• _What to work on_: Rewrite the records starting at the line that has "Capability: given any image, detect where the tree" and ending after the line that has "293, 87, 304]]". Put "Function" in place of "Capability" and keep everything else the same.

=== Raw records ===

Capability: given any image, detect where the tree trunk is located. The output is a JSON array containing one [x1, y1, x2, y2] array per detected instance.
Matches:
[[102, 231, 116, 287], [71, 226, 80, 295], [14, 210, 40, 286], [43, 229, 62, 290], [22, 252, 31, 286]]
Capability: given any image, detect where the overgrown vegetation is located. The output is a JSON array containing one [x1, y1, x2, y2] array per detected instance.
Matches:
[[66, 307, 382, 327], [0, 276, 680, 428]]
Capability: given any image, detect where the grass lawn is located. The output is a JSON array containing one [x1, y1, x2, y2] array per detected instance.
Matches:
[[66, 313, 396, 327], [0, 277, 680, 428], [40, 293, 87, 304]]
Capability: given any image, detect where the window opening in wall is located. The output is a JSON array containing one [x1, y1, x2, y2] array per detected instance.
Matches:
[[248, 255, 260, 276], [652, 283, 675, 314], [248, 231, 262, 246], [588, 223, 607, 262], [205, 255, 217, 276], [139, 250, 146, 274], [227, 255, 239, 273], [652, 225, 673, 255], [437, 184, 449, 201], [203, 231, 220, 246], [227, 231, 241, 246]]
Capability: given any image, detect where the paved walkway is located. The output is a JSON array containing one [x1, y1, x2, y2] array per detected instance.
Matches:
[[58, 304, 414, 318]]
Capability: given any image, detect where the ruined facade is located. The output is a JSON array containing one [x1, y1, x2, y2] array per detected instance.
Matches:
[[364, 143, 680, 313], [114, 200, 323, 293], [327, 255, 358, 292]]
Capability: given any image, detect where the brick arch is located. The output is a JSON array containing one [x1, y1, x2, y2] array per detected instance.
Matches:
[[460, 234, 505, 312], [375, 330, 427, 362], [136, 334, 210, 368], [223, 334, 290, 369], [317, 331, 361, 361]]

===
=== Raw records ===

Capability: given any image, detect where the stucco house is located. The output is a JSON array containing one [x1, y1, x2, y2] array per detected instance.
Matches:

===

• _Result for this task_:
Function: given any image, detect where the tree trunk is located. The output is a JSON array containing one [x1, y1, x2, y2] array per detected instance.
Matches:
[[102, 231, 116, 287], [71, 226, 80, 295], [14, 210, 40, 286], [43, 229, 62, 290], [22, 252, 31, 286]]
Function: given any image, detect where the overgrown vegetation is located. The output is a JSON array containing one [x1, y1, x2, y2] array per detected instance.
Matches:
[[66, 307, 382, 327], [0, 276, 680, 428]]
Function: given any image, detect where the grass lawn is located. The output is a JSON array containing one [x1, y1, x2, y2] array per detected instance.
Matches:
[[66, 313, 396, 327], [0, 277, 680, 428], [40, 293, 87, 304]]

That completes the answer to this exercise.